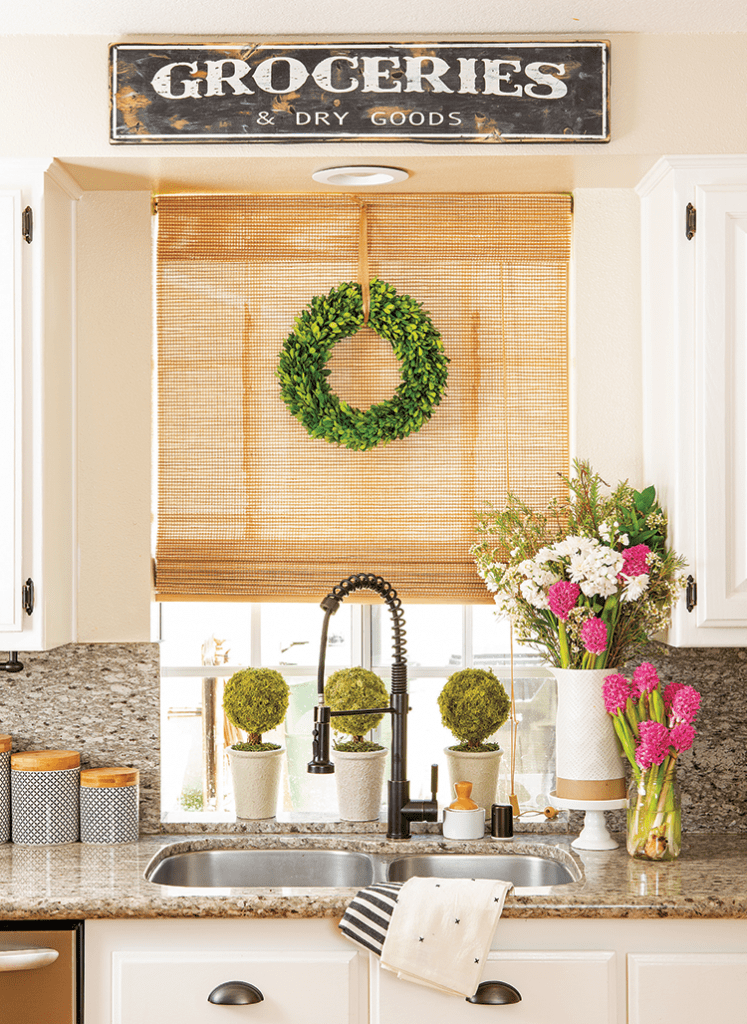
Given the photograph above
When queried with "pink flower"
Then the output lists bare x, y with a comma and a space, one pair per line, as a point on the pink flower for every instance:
645, 679
562, 597
593, 636
681, 736
686, 704
634, 561
616, 690
654, 744
669, 690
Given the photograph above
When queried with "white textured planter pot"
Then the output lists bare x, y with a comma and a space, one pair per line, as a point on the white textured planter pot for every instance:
587, 757
256, 780
359, 777
481, 769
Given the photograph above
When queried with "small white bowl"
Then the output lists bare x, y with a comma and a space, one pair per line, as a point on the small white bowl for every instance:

####

▶ [REQUIRED ACTION]
Every line above should be duplicated exactly; the pictures are to be left out.

▶ [ANSWER TO THIS TASK]
Given the photograph above
When queried with "pink flower"
Then the output lists bare x, y with a comma and a space, one pair per line, as a point on the pink flower for every instance:
645, 679
562, 597
593, 636
681, 736
686, 704
634, 561
616, 690
654, 744
669, 690
Given the photograph above
When queried with "white textured planter pot"
Then the output lists bare x, y with a comma and a space, one pair per line, as a point on the white textured planter pot for every instance:
587, 757
256, 780
359, 777
481, 769
Given the photograph above
When queried with "small white bowl"
Then the output lists bare x, y with a comma and a space, one pair per line, as a point on the small white bowl for every instance:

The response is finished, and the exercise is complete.